** WHAT YOU NEED TO DO **
Using the material below, copy every line where "with" appears.

=== MATERIALS PROVIDED ===

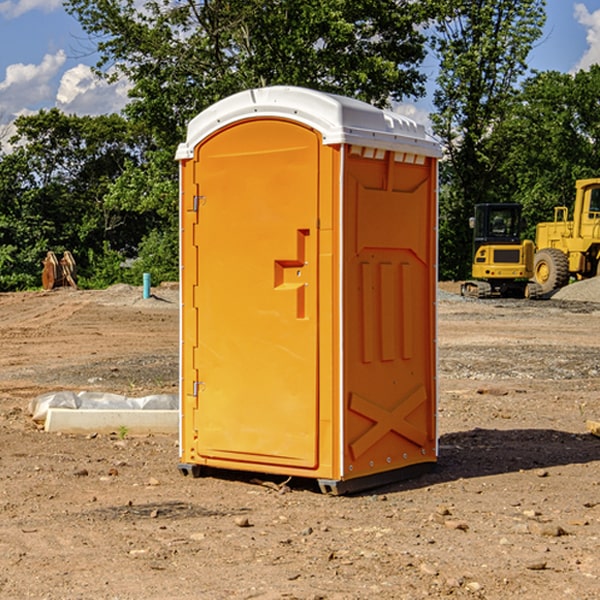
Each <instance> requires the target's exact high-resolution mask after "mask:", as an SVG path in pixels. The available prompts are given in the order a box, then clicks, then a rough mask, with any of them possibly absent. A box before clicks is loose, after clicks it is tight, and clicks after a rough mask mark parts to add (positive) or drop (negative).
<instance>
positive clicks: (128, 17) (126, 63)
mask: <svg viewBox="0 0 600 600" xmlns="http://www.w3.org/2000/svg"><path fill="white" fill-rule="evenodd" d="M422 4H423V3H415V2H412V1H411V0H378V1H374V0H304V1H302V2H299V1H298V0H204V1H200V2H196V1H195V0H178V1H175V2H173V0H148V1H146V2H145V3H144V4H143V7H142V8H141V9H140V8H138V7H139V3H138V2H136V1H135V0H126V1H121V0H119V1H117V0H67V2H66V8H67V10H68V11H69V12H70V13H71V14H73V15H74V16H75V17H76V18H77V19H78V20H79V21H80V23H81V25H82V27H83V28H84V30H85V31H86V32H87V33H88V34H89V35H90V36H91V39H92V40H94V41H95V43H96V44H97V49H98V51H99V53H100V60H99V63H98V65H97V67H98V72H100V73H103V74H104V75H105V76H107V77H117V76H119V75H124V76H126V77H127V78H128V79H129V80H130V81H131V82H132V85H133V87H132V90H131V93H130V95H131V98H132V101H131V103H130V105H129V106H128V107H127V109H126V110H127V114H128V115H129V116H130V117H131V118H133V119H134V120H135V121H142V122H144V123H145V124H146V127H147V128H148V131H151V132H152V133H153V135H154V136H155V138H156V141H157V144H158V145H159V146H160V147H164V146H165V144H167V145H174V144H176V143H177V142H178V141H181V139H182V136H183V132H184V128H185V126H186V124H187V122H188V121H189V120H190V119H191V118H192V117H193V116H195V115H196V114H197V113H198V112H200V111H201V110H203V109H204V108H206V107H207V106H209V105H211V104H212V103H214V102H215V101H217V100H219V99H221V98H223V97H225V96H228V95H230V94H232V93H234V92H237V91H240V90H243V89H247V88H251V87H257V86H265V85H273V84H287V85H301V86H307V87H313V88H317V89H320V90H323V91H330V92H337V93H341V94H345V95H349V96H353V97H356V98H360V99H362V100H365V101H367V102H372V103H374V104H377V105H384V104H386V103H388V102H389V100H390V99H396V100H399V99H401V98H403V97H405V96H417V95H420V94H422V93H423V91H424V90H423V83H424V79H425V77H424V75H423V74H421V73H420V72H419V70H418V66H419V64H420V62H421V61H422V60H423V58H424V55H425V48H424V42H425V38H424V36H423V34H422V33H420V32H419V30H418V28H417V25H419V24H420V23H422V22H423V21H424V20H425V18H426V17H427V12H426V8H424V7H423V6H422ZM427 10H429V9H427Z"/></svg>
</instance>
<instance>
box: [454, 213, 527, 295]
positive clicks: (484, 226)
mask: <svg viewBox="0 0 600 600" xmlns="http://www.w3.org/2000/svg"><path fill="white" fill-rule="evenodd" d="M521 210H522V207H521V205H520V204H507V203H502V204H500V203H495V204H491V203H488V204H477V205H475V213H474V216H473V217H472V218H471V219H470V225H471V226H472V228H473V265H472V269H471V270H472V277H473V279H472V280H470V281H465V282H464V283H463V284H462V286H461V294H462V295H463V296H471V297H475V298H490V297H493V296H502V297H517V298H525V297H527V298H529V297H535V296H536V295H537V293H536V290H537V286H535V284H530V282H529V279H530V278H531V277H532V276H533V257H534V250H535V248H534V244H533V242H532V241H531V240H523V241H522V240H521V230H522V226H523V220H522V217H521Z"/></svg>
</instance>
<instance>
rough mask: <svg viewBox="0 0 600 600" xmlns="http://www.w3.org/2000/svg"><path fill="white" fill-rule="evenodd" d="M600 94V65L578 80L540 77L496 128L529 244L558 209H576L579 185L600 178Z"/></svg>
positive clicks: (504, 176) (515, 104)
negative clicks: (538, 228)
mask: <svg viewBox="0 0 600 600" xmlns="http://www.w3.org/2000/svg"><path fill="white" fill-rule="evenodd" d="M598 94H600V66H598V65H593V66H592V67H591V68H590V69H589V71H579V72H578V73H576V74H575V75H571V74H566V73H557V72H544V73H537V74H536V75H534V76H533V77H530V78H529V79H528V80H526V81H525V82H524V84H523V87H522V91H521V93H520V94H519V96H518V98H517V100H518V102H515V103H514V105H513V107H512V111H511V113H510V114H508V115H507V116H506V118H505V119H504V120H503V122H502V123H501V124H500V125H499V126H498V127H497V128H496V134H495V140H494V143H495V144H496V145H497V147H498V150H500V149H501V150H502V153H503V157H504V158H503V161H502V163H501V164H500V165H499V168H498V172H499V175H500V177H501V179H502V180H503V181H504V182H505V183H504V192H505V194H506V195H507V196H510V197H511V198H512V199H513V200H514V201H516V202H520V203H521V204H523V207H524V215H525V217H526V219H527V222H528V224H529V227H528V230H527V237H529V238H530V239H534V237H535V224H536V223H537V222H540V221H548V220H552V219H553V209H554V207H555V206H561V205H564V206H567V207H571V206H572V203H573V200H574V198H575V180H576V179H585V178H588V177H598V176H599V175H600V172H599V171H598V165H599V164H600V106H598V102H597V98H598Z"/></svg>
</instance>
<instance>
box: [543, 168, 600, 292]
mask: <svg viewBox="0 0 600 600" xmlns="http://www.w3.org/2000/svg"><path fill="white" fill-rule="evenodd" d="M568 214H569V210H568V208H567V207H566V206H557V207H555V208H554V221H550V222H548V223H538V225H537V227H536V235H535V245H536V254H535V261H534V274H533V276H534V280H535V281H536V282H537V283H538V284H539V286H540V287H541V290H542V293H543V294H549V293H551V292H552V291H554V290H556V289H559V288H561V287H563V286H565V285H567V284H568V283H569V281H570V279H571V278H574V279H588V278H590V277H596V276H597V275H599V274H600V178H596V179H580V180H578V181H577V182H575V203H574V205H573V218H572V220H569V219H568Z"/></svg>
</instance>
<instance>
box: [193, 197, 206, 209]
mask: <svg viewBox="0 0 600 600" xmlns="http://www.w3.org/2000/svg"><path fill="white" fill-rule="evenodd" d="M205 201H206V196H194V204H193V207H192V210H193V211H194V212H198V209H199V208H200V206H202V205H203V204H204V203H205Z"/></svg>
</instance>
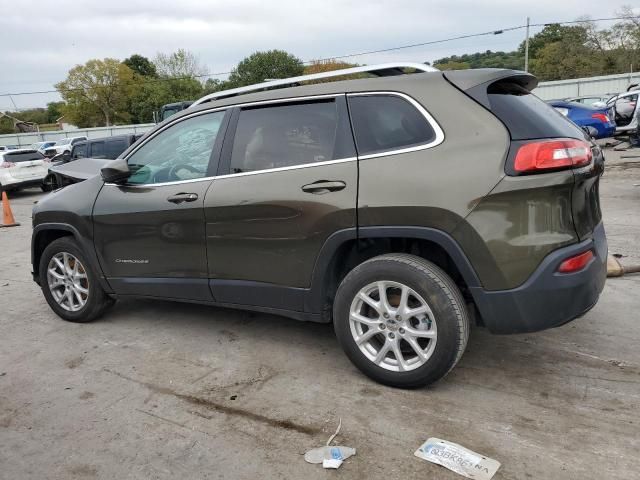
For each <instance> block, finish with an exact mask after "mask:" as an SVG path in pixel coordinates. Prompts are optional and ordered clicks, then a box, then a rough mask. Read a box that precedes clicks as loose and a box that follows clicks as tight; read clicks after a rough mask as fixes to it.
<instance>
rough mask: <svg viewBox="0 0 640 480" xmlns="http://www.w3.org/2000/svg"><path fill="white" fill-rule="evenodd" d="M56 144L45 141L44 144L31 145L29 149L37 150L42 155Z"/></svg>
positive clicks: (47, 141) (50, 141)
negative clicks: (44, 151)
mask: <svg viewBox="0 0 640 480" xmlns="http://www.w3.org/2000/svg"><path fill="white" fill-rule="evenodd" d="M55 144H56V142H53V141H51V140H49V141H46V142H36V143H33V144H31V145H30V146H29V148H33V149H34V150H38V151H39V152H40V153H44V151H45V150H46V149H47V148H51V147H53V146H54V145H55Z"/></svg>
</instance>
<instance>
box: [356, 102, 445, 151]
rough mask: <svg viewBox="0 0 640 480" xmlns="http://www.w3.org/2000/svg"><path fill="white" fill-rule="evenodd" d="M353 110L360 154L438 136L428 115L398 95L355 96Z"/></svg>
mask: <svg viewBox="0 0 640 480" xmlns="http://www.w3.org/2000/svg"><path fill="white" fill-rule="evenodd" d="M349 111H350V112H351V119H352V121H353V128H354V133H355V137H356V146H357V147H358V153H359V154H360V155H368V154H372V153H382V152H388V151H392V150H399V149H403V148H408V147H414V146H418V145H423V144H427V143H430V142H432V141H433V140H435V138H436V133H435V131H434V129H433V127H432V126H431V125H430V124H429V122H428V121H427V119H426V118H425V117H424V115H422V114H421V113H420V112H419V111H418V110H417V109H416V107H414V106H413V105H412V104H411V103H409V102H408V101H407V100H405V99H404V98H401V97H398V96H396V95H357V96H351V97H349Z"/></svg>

===

** ANSWER SPACE **
Each <instance> requires the target's exact high-resolution mask after "mask:", as an SVG path in pixels. The available prompts are given in the order a box, then clicks, then a rough mask, with any of them possibly absent. A box before clicks is loose, after clicks it is tight, and clicks after a rough mask mark parts to add (positive) or drop (negative).
For each <instance> block, finish with an exact mask after "mask:" as an SVG path in pixel coordinates. Prompts are optional and ordered clicks, then a box, then a rough mask. Read a box that precedes clicks as loose and a box that follows clicks as tight; read clicks after a rough mask as fixes to it.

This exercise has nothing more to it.